> _Extracted information_:
===============
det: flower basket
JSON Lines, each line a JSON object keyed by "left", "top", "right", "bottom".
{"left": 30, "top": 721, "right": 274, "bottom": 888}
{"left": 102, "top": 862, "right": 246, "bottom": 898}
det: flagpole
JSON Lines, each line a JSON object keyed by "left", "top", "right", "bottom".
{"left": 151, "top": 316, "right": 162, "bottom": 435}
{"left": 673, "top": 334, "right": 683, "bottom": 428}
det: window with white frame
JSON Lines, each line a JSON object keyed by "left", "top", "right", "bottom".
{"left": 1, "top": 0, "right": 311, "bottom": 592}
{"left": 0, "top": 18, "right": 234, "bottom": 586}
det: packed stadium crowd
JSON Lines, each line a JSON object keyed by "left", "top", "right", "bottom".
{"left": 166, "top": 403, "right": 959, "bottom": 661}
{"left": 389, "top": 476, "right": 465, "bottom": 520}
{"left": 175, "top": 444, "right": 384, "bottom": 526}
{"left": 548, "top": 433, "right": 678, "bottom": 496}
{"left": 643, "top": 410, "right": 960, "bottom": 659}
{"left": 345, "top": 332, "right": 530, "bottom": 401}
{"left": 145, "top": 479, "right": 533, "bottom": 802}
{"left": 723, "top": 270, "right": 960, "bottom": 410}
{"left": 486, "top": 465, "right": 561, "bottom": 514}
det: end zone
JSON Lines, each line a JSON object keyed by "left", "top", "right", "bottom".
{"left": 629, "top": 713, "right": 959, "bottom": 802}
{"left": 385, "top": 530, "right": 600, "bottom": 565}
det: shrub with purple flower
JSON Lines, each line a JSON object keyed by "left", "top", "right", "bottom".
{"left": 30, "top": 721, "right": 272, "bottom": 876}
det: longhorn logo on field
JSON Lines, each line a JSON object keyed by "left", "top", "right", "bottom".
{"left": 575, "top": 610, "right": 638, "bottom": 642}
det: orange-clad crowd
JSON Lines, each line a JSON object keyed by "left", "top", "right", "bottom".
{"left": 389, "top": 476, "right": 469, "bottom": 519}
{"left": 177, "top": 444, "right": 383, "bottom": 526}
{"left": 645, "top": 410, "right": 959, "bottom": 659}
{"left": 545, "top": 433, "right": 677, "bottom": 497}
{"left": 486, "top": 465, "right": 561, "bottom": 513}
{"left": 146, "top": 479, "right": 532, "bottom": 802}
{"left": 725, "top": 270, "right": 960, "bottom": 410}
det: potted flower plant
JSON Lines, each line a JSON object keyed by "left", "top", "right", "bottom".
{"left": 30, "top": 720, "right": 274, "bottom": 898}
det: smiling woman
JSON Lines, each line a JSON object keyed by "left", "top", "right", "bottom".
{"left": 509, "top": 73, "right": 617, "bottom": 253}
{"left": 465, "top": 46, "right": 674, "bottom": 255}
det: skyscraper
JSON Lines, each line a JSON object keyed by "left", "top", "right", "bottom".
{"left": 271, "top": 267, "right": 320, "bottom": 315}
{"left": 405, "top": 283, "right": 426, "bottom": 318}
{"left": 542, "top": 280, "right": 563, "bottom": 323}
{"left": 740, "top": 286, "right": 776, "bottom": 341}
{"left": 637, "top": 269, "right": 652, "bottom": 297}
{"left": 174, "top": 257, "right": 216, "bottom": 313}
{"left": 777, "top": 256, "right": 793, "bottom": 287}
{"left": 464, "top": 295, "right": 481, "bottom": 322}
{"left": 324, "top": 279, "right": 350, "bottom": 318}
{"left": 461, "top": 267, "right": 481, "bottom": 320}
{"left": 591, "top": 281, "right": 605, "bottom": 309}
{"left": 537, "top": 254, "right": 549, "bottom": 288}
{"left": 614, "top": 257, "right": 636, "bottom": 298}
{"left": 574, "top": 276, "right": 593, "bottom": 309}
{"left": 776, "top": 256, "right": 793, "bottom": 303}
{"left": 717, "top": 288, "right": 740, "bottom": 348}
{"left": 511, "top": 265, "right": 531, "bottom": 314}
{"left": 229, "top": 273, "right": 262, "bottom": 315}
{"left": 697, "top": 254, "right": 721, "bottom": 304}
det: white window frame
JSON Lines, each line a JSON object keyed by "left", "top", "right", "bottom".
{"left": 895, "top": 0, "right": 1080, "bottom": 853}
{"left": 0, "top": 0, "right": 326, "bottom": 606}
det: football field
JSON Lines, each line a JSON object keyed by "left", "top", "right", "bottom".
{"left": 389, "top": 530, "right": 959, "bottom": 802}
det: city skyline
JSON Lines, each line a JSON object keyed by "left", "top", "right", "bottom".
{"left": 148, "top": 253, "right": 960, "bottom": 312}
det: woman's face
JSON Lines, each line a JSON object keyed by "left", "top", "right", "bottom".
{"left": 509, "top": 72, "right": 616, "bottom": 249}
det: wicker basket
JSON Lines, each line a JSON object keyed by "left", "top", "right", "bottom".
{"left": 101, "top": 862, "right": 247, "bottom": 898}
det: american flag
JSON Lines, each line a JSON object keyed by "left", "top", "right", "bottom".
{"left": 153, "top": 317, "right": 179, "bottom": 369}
===============
> _What is needed_: Can you quote exactly the lines from the one containing "det: wicker basket" through the last line of the records above, and nothing else?

> _Task result_:
det: wicker basket
JSON Lines, each line a JSON object keyed by "left", "top", "right", "bottom".
{"left": 101, "top": 862, "right": 247, "bottom": 898}
det: american flag
JSON Lines, each line a JSON object keyed by "left", "top", "right", "bottom".
{"left": 153, "top": 317, "right": 179, "bottom": 369}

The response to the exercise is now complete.